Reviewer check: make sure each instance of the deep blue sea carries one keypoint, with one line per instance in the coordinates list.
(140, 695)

---

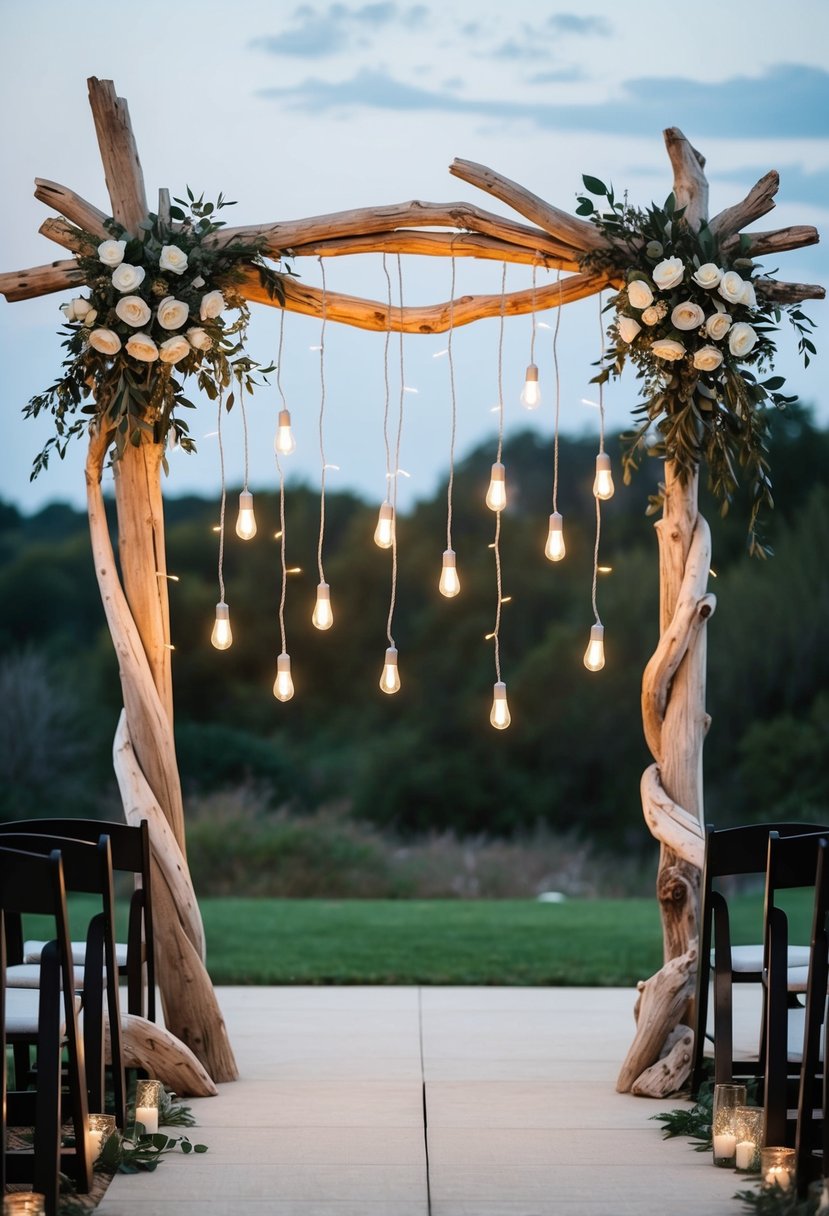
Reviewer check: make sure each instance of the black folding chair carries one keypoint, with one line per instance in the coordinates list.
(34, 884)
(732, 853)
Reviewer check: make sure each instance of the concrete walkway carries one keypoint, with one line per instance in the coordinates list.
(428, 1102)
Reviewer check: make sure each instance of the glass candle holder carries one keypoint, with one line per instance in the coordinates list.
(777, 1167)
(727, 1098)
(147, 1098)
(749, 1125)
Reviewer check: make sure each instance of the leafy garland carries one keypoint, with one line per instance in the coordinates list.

WORK TO COMPLETE:
Return, word for word, the rows beginning with the line containing "Reviewer check: make sure each instance of the concrete" and continuing through the line containing "Reviewer check: make sure each instance of the leafy", both of those lines included.

RESPONSE TO THE EXERCISE:
Reviewer check: make sure each instance of the concrete walkway carries one keypoint, with one line per instance in the coordinates list.
(428, 1102)
Reviewer check: make sure each instance of the glass candle holder carries one keypoint, with one line per instance in the coordinates list.
(777, 1167)
(727, 1098)
(147, 1098)
(749, 1125)
Reviewer check: make sure each instance of the leafy garland carries one keypoint, with one line per instance in the coordinates list.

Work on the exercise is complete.